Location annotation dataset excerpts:
#####

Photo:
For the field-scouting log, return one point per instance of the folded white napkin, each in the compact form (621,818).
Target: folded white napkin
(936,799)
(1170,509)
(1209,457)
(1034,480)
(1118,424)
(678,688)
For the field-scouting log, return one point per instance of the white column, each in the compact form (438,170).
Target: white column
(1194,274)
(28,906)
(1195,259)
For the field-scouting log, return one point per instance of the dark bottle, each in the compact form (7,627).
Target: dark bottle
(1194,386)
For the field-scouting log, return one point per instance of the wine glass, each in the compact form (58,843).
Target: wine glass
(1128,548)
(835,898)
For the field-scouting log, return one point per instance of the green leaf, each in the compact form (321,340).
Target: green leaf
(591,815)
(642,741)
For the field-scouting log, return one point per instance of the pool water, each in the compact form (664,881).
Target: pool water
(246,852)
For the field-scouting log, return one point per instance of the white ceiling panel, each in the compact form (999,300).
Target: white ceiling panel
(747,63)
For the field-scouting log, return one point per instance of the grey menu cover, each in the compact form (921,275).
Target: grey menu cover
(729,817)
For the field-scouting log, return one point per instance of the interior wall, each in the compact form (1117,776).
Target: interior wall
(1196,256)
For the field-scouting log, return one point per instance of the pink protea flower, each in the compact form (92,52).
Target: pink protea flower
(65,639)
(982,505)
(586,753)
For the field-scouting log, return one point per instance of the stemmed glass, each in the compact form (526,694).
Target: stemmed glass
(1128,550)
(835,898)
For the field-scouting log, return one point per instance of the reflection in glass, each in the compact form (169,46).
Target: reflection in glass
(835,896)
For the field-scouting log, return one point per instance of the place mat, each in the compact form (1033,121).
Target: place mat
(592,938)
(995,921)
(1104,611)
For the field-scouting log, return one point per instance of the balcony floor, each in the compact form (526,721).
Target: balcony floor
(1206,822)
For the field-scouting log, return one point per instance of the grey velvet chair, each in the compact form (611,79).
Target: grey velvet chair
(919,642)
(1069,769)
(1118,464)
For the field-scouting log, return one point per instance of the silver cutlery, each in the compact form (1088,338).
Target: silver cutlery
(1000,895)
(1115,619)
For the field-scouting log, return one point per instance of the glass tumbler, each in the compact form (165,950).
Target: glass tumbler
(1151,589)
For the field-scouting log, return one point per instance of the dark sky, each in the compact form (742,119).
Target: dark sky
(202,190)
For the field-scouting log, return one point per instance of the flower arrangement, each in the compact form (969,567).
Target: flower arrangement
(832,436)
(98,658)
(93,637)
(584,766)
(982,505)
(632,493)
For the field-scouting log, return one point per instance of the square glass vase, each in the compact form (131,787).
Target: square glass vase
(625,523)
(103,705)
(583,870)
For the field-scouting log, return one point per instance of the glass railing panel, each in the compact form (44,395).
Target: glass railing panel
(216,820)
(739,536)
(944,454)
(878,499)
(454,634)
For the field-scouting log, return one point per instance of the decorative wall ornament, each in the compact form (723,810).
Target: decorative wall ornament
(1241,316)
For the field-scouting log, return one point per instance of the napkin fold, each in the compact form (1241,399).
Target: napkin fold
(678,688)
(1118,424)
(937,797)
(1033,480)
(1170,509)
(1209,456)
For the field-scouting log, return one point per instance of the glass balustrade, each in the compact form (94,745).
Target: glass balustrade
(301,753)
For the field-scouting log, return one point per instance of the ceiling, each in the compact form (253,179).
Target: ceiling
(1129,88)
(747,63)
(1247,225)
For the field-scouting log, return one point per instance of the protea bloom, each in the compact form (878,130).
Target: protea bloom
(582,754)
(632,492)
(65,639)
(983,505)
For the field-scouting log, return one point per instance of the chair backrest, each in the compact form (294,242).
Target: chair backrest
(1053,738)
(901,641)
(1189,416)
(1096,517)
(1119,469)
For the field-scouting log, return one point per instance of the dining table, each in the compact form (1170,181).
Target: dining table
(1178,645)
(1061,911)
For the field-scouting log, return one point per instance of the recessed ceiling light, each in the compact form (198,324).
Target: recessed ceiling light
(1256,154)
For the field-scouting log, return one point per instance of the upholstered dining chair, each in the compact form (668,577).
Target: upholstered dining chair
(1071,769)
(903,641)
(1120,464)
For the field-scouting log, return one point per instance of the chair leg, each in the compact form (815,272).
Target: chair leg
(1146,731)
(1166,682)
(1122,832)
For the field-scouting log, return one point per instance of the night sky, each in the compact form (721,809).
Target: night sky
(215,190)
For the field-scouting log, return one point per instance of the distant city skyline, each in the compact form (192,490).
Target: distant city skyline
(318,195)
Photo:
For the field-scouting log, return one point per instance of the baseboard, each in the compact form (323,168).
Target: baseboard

#####

§ Required task: The entries above must be returned in full, exactly as shown.

§ Response:
Photo:
For the field-scouting log, return one point per instance of the folded white napkin, each in the compact form (621,818).
Target: folded white napkin
(936,799)
(1170,509)
(1209,457)
(1034,480)
(1118,424)
(678,688)
For the field-scouting log, return one point per instance of the white column, each in the compact form (438,170).
Target: white column
(1194,274)
(28,906)
(1195,259)
For the field-scouting log, return one point per instance of the dark bottle, each in the compact form (7,627).
Target: dark bottle
(1194,386)
For the field-scouting log, return one point per instance of the wine glass, each in the compact form (58,843).
Target: wine glass
(1128,548)
(835,898)
For the field-scouting log, return one point per instance of the green leaf, each in the compact form (321,340).
Target: green leaf
(591,815)
(642,741)
For the field-scouting log, return one point per instance of the pool water, each in the compact form (664,881).
Target: pool water
(246,852)
For the field-scouting log, return one point per instance of the white ceiling panel, each in the compact form (999,300).
Target: white ceiling panel
(747,63)
For the field-scouting log, return one point per instance of the grey menu cover, each in the compact form (921,275).
Target: grey menu cover
(729,817)
For the field-scouting log, return one point per instance of the interior wall, each in the compact form (1117,776).
Target: interior wall
(1196,256)
For the field-scouting log, return one point per instance of the pink protea flower, each in the compact form (92,52).
Target: pink protea flower
(65,639)
(982,505)
(586,753)
For the field-scouting log, return one point per instance of the stemmed glass, each in the compact form (526,694).
Target: stemmed glass
(1128,550)
(835,898)
For the field-scouting log, return one point per instance of the reflection in glass, each in the compact form (169,46).
Target: reflection in glass
(835,896)
For the field-scouting log, return one point per instance of the place mat, each in the compact form (1033,121).
Target: place mat
(592,938)
(995,921)
(1104,611)
For the field-scouting log, return one point per instance of the balcony floor, each in the compact form (526,721).
Target: balcony floor
(1206,822)
For the field-scouting log, return one point per instance of the grey velvet chair, each in the compact form (611,79).
Target: grey velvet chair
(919,642)
(1069,769)
(1118,464)
For the field-scouting log, return one point per instance of the silver cutlery, each in the compact form (1088,338).
Target: silver cutlery
(1000,895)
(1115,619)
For the field-scouting log, return one point per instance of the glass tumbler, each in the compact form (165,950).
Target: glass tumbler
(1151,589)
For the field-scouting log, return one point per instance of the dark sky, each in the compact form (742,119).
Target: dark sky
(202,190)
For the field-scouting log, return one point per instance of the flower arrangement, each in the compact form (969,567).
Target: flower arrangement
(832,436)
(98,658)
(93,637)
(584,766)
(982,505)
(632,493)
For the field-scouting log, return one point per instance of the square glass vase, each in the compact form (131,787).
Target: square glass vase
(625,523)
(103,705)
(583,870)
For the field-scouting log, return one point per instance of the glass railing panel, each in the compact form (44,395).
Target: glass railing panel
(216,820)
(739,536)
(944,454)
(878,499)
(454,634)
For the field-scouting log, return one point per instance of the decorative wall ornament, each in the compact form (723,810).
Target: decorative wall ornament
(1241,316)
For the field-scouting log, return one point per instance of the napkin fold, each in the compact form (1241,399).
Target: napkin fold
(678,688)
(1118,424)
(937,797)
(1033,480)
(1170,509)
(1209,456)
For the field-scouting log, return one point per instance of the glass balustrade, each in the compact form (94,745).
Target: glass balustrade
(301,753)
For the field-scouting log, return one point per instance of the ceiling, each in the compact form (253,179).
Target: ceiling
(1129,88)
(747,63)
(1247,225)
For the field-scouting log, return one point per instance of the protea bloom, each in the compact form (878,130).
Target: protea bloom
(582,754)
(632,492)
(65,639)
(983,505)
For the field-scouting log, return one point per instance of the chair backrest, each in the compact form (294,242).
Target: chair backrest
(1053,738)
(901,641)
(1189,416)
(1096,517)
(1119,469)
For the field-scouting log, return one point per instance of the dining table, each in the compact form (1170,181).
Target: dining table
(1178,645)
(1061,911)
For the field-scouting log, return one point per instance of the recessed ceiling light, each in the compact form (198,324).
Target: recessed ceiling light
(1256,154)
For the field-scouting log, return one point per instance of the upholstered dining chair, each in the compact form (668,577).
Target: upholstered dining chair
(1071,769)
(903,641)
(1120,464)
For the field-scouting log, return one point per instance of the chair leg, each in the compact form (815,272).
Target: chair leg
(1146,731)
(1166,682)
(1122,832)
For the field-scouting log, return one point per instance of the night sky, each in the compact form (721,809).
Target: night sky
(215,190)
For the field-scouting log, return one point per instance of the distant city skyline, each in the compact form (192,490).
Target: distant city skyline
(318,195)
Photo:
For the field-scouting log, return one point per instance of the baseboard, each in the compact form (323,168).
Target: baseboard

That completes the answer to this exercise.